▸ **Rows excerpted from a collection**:
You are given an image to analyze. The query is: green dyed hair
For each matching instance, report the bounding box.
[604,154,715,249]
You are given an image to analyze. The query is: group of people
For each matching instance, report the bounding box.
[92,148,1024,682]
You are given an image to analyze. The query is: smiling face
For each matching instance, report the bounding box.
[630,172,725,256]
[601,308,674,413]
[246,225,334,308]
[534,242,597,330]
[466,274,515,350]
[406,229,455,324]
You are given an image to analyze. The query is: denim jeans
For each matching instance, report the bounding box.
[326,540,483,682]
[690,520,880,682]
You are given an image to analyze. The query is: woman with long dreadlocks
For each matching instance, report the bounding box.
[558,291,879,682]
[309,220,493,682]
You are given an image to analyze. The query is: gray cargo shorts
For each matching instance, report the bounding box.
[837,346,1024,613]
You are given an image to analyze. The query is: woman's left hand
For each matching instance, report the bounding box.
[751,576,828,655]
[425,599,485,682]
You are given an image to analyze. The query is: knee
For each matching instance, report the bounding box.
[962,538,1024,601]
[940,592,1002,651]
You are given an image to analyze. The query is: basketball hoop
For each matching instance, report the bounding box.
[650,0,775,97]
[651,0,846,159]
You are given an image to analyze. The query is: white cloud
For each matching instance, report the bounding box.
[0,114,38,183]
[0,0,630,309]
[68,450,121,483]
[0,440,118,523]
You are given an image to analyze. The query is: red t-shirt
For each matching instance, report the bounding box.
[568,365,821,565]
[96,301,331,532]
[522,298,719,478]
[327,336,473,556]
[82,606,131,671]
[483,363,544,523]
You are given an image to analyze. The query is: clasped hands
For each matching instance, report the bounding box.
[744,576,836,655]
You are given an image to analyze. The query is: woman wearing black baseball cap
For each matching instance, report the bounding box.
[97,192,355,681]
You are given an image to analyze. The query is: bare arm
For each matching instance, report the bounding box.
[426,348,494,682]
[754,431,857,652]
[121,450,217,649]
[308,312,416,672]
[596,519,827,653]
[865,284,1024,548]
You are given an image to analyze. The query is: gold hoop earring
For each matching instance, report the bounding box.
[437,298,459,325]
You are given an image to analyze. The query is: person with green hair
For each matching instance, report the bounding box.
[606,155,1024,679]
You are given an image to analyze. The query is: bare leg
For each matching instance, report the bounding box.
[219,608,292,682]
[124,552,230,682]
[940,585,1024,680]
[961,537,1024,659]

▸ **What the task requires**: Rewrite every line in the part of the rows that opens with the line containing "is: bare arm" and closes with the last line of the rows, both ends included, keeping the requests unchanged. In the answers, multiply each bounding box coordinate by 0.6 and round it to a whole number, rounding halves up.

▸ **Solution**:
You are given an image to analyze. The query is: bare arm
For each matching instance, report the bounding box.
[256,209,296,409]
[452,259,514,391]
[73,270,130,389]
[185,187,250,403]
[358,311,496,392]
[519,170,614,329]
You are given an image to analyze. The query is: gold hoop earring
For each matching instance, report the bounding box.
[262,179,275,195]
You are given an image to analyze. The query is: person with green hair
For each matching instance, report the bounding box.
[364,93,614,407]
You are given an image to analyze. The query is: bare leg
For each matching instance, report the bounding box.
[131,365,175,409]
[74,331,138,409]
[564,351,614,408]
[577,322,614,395]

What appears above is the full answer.